### DATA ROWS
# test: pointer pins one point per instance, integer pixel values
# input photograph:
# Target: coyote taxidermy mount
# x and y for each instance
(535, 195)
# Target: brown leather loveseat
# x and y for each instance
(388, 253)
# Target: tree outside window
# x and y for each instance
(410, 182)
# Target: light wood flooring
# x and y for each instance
--
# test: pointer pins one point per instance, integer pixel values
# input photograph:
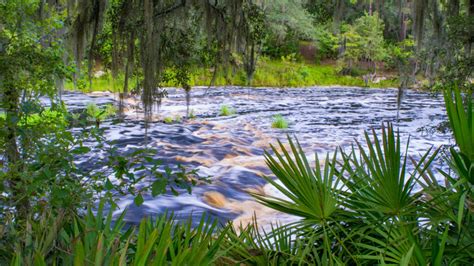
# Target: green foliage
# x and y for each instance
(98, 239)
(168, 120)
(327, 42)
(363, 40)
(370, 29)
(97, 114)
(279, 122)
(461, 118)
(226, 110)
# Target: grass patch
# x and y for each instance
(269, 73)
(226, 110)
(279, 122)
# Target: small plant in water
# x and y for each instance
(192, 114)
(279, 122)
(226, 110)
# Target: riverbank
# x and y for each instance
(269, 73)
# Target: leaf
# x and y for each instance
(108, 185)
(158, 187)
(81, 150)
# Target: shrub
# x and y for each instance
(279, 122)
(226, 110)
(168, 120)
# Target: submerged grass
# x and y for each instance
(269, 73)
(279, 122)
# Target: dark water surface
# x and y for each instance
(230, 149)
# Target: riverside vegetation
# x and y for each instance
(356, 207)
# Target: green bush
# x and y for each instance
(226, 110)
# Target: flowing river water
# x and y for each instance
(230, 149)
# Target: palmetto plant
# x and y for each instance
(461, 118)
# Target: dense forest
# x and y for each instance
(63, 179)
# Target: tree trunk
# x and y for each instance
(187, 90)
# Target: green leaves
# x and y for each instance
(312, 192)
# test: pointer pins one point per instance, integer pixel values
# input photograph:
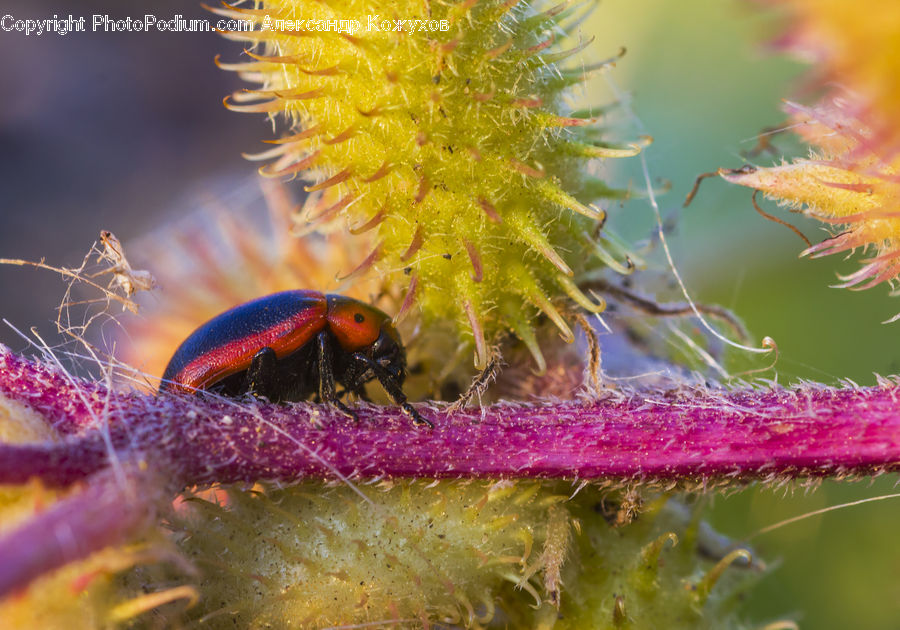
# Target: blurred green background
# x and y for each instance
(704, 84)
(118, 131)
---
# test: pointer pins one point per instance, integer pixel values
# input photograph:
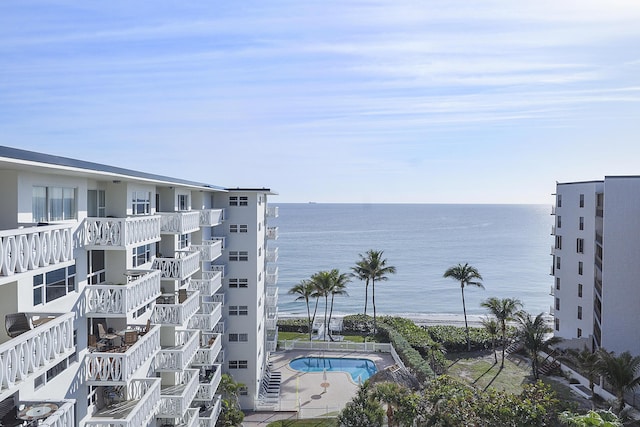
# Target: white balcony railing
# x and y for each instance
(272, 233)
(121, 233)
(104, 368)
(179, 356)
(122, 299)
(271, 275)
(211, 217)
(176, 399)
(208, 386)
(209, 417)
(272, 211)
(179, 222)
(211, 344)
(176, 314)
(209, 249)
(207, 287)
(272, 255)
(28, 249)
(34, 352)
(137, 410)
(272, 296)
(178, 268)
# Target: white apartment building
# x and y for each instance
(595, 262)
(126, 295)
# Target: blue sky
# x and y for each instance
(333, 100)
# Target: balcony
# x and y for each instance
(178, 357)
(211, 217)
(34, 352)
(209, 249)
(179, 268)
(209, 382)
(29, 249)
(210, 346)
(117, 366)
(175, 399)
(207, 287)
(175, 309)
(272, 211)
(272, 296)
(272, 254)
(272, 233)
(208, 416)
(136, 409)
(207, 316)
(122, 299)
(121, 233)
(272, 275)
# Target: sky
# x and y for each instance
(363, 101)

### PROBLEM DETAILS
Find each line in the data above that contains the word "balcony", and copy those lines out. Treat uppercase and lowercase letters as different.

### EXERCISE RESPONSE
# Target: white balcony railing
# Target: balcony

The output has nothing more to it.